Указания:
(A) Ответьте на вопросы по тексту о рифме и церковной мелодии:
(i) Где, согласно тексту, рифма установилась как неизбежное условие стиха вообще?
(ii) Для чего церковная мелодия замедляется только местами?
(iii) Чем служило рассудку обычное выражение, которым мы пользуемся в повседневной речи?
(B) Продолжите текст о рифме и церковной мелодии сразу после его последнего предложения.

Фрагмент страницы:
______

Там, где, как у романских народов, никогда не применялась ритмика, основанная на просодических длиннотах и укорочениях, и где поэтому стих обусловливался лишь количеством слогов, там установилась рифма как неизбежное условие стиха вообще.

Ею характеризуется сущность христианской мелодии, как остаток которой ее и должно рассматривать. Мы поймем ее значение тотчас, когда представим себе церкоппос пение хоралов.

 


Такая мелодия остается ритмически совершенно неопределенной; она движется шаг за шагом в равномерных длительностях и замедляется только местами для того, чтобы певцу можно было переменить дыхание. Подразделение на сильные и слабые части такта есть уже развитие позднейшего времени; в первоначальной церковной мелодии не было таких подразделений: для нее были одинаковы коренной и связующий слоги. Слова здесь не имели никакого значения; они только предоставляли возможность растворяться в выражении чувства, содержанием которого был страх перед богом и страстное желание смерти. Только в конце мелодического периода, где кончалось дыхание, слово принимало участие в мелодии, образуя рифму конечного слога.

Эта рифма служила столь определенно последнему выдержанному тону мелодии, что при так называемых женских окончаниях слов достаточно было, чтобы рифмовался только последний короткий слог и рифма такого слога соответствовала предыдущей или последующей мужской рифме, — ясное доказательство отсутствия всякой ритмики в этой мелодии и этих стихах.

Стихи, отделенные в конце концов светским поэтом от этой мелодии, без конечной рифмы, совершенно не походили бы на стихи; количество слогов, на которых останавливались одинаково долго, без всякого различия, и которыми единственно обусловливался стих, не могло — ибо дыхание в пении не различало их так определенно, как в мелодии, — заметно отделять стихотворные строки одну от другой, если конечная рифма не обозначала слышащийся момент этого разделения, заменяя собой отсутствующий момент мелодии, перемену дыхания. Рифма, ввиду того что на ней, как на последнем слове стиха, останавливались, получила столь важное значение для стиха, что все слоги стихотворной строчки должны были служить только подготовлением к такому нападению на конечный слог, должны были являться лишь удлиненным вступлением к рифме. <...>

Рифмованные стихи являются — наперекор обычной выразительности речи — попыткой передать возвышенный предмет таким образом, чтобы он произвел соответствующее впечатление на чувство и чтобы это выражение отличалось от того обычного выражения, которым мы пользуемся в повседневной речи.

 


Но это обычное выражение именно и служило рассудку средством обращаться к рассудку же. Пользуясь выражением, отличным от этого и более возвышенным, человек как бы уклонялся от рассудка и обращался к тому, что столь не похоже на него, — к чувству. Он старался достигнуть этого, пробуждая в чувственном органе, воспринимающем звук языка и принимающем сообщения рассудка совершенно безразлично и бессознательно, сознание своей деятельности, то есть наделяя чисто чувственной прелестью само выражение.

______

Собранные данные:
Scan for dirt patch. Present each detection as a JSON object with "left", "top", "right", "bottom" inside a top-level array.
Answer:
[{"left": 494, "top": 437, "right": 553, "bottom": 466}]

______

Ответы к заданиям:
(A)
(i) Там, где, как у романских народов, никогда не применялась ритмика, основанная на просодических длиннотах и укорочениях, и где стих обусловливался лишь количеством слогов.
(ii) Чтобы певцу можно было переменить дыхание.
(iii) Средством обращаться к рассудку же.

(B)
Правда, конечная рифма стиха может привлечь внимание чувственного органа слуха настолько, что он, останавливаясь на постоянном повторении рифмованного конца фразы, почувствует в этом известную прелесть, но это только вызовет у него внимание, то есть напряженное ожидание, которое должно вознаградиться в достаточной для органа слуха мере, для того чтобы он выказал живой интерес и получил то полное удовлетворение, при котором мог бы сообщить всем чувствам человека восторг этого зачатия. Только в таком случае, когда все силы чувств человека направлены на участие к предмету, сообщенному им чувствам, первоначально его воспринимавшим, они приобретут способность из своей внутренней замкнутости снова получить простор и тогда доставят рассудку обильную пищу. Так как всякое сообщение делается ради того, чтобы быть понятым, то и намерение поэта направляется в конце концов только на сообщение рассудку. Но чтобы быть понятым вполне, поэтическое намерение хочет создать само это понимание, дать ему возможность, так сказать, родиться; и органом этого рождения является сила чувств человека. Такую способность чувства получают лишь после того, как зачатие приведет их в наивысшую возбужденность, которая и даст им способность родить. Эту силу им дает необходимость, необходимость же вытекает из полноты накопившихся впечатлений: только то, что с непреодолимой силой наполняет рождающий организм, принуждает его к акту рождения, а акт рождения в восприятии поэтического намерения есть сообщение этого намерения воспринимающим его чувством рассудку, в котором мы и должны увидеть конец мукам рождающего чувства.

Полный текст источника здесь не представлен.